BEGIN Passage given
Knowing once again that we have an ambitious day ahead (we are hoping to tackle 14 + miles and there’s some serious uphill involved), we wake up at 4:15 and start the usual process rolling. It’s the Fourth of July today and we are hiking on the 1776, aka the Colorado Trail. So naturally we’ve got tunes from Hamilton on the brain! What time is it? Showtime!
It’s a crisp morning as we set off on the trail, but we are treated to some beautiful golden light that illuminates the forest in front of us.
The first segment of today’s trail takes us down to the Rolling Creek Trailhead and into the Lost Creek Wilderness. We stop to register before continuing on into a coniferous forest interspersed with stands of aspen, with their tall slender branchless trunks jutting skyward. Purple columbine are in bloom, and we notice young blueberry bushes as well. Alas, it will be some time before there are ripe berries.
END Passage given
BEGIN Exercise input
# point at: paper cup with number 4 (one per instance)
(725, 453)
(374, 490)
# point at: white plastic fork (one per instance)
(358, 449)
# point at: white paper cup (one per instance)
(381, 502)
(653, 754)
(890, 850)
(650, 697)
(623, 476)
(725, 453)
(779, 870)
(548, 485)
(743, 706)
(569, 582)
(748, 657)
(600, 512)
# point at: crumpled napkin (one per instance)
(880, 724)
END Exercise input
Instructions:
1. Reproduce the hiking account word for word, from start to finish.
2. Transcribe the listing from the line containing "# point at: white plastic" through the last line of the listing, including both ends.
The hiking account and the listing come from unrelated sources.

Correct answers:
1.
Knowing once again that we have an ambitious day ahead (we are hoping to tackle 14 + miles and there’s some serious uphill involved), we wake up at 4:15 and start the usual process rolling. It’s the Fourth of July today and we are hiking on the 1776, aka the Colorado Trail. So naturally we’ve got tunes from Hamilton on the brain! What time is it? Showtime!
It’s a crisp morning as we set off on the trail, but we are treated to some beautiful golden light that illuminates the forest in front of us.
The first segment of today’s trail takes us down to the Rolling Creek Trailhead and into the Lost Creek Wilderness. We stop to register before continuing on into a coniferous forest interspersed with stands of aspen, with their tall slender branchless trunks jutting skyward. Purple columbine are in bloom, and we notice young blueberry bushes as well. Alas, it will be some time before there are ripe berries.

2.
# point at: white plastic fork (one per instance)
(358, 449)
# point at: white paper cup (one per instance)
(381, 502)
(653, 754)
(890, 850)
(650, 697)
(623, 476)
(725, 453)
(779, 870)
(548, 485)
(743, 706)
(569, 582)
(748, 657)
(600, 512)
# point at: crumpled napkin (one per instance)
(880, 724)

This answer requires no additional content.